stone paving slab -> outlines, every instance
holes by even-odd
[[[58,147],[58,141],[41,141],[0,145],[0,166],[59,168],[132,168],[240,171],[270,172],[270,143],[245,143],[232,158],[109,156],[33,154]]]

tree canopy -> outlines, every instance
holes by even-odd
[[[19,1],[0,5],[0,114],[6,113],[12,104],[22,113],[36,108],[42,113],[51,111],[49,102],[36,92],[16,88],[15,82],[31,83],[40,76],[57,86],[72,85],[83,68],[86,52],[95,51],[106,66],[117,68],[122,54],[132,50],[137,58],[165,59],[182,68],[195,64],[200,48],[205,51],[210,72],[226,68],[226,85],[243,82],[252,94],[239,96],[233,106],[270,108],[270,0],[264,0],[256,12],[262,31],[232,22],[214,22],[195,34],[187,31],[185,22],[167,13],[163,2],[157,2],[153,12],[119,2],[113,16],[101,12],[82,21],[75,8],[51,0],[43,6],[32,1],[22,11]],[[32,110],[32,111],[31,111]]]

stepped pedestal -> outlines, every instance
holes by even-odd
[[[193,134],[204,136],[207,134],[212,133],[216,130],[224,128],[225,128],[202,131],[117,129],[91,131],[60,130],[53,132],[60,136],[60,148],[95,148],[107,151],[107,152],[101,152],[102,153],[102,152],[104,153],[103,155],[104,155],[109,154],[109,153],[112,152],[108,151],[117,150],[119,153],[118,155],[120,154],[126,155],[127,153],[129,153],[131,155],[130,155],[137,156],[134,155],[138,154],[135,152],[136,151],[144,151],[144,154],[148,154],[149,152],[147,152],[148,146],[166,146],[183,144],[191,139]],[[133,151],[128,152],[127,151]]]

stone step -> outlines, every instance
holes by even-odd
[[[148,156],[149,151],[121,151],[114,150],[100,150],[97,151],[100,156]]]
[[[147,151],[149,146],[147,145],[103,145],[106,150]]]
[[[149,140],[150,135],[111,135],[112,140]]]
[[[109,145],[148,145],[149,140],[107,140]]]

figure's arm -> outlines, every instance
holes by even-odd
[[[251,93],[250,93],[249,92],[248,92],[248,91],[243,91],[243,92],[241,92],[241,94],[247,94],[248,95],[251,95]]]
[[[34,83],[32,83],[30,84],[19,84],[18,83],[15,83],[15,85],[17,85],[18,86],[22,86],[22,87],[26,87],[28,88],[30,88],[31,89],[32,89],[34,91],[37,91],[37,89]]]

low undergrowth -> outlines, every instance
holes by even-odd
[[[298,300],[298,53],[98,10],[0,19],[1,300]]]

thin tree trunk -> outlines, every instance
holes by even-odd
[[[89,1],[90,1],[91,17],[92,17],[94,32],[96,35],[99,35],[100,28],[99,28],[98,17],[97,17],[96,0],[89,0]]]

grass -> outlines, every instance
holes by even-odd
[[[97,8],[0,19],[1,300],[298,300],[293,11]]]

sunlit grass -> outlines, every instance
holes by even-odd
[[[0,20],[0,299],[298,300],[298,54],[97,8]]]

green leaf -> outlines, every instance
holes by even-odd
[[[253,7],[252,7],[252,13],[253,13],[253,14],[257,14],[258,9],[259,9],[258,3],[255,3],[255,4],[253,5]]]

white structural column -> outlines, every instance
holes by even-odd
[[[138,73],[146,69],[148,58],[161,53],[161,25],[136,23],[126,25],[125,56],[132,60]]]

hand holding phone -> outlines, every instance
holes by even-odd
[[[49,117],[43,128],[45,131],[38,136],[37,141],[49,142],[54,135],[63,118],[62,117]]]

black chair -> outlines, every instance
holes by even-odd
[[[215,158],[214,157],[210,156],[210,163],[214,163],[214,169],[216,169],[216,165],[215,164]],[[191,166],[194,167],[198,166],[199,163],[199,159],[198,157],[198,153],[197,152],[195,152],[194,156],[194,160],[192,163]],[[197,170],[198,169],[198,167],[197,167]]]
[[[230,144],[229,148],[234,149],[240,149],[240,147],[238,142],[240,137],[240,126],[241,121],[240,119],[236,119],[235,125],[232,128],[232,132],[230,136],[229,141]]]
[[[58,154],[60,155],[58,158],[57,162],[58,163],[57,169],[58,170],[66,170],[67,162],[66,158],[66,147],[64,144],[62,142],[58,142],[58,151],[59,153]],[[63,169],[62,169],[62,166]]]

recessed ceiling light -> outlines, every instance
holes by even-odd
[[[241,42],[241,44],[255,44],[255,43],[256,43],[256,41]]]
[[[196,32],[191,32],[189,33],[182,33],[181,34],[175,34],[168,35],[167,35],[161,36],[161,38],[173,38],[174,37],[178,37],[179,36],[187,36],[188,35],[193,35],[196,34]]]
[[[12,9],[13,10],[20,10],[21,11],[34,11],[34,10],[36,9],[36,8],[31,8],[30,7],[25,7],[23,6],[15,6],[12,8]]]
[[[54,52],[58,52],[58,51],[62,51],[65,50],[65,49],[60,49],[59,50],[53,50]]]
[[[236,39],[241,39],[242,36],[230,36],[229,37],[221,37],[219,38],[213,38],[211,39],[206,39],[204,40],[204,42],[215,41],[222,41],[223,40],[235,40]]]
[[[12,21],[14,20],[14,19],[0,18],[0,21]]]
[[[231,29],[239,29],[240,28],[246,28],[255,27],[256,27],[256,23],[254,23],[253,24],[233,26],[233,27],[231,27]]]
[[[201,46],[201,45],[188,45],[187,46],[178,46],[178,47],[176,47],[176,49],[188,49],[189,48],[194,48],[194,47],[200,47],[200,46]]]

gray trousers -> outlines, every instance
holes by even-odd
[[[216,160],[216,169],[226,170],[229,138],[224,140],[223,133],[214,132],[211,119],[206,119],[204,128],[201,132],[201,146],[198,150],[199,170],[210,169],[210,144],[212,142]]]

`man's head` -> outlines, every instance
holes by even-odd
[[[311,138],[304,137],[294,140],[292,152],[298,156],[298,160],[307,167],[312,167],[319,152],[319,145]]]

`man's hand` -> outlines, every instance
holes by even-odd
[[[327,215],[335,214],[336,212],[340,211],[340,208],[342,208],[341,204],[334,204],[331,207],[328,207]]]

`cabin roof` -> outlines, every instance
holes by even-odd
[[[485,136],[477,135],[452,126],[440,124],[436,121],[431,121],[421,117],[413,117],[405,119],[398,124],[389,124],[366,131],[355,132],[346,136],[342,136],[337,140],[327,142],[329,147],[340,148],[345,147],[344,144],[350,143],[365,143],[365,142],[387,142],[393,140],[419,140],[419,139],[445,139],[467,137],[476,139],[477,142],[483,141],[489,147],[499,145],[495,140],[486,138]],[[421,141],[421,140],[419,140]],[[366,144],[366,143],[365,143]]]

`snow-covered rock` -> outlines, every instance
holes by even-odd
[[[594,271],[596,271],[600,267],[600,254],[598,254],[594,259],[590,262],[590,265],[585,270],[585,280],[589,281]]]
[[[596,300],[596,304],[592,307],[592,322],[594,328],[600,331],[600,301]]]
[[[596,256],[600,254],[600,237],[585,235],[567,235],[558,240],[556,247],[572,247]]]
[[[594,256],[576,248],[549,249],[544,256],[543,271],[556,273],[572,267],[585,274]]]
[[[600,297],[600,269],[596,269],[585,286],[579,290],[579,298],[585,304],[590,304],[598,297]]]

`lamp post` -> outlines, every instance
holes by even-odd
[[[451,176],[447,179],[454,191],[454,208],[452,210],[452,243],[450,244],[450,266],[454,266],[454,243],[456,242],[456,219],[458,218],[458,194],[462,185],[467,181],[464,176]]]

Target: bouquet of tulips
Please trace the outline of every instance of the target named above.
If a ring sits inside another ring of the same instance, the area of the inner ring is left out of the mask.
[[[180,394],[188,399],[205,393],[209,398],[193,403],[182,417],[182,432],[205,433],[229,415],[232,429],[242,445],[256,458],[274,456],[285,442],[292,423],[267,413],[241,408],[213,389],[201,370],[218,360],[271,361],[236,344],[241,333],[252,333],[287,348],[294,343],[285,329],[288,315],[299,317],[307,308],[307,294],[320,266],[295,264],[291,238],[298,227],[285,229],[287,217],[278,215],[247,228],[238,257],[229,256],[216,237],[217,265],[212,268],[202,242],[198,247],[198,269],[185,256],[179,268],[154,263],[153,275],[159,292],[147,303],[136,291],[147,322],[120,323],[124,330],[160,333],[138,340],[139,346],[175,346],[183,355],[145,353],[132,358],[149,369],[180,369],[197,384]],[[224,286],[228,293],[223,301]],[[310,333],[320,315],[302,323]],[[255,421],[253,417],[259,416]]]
• • • • •
Pick out and copy every line of the material above that contains the string "tree". Case counts.

— EXERCISE RESULT —
tree canopy -> outlines, every instance
thin tree trunk -> outlines, every instance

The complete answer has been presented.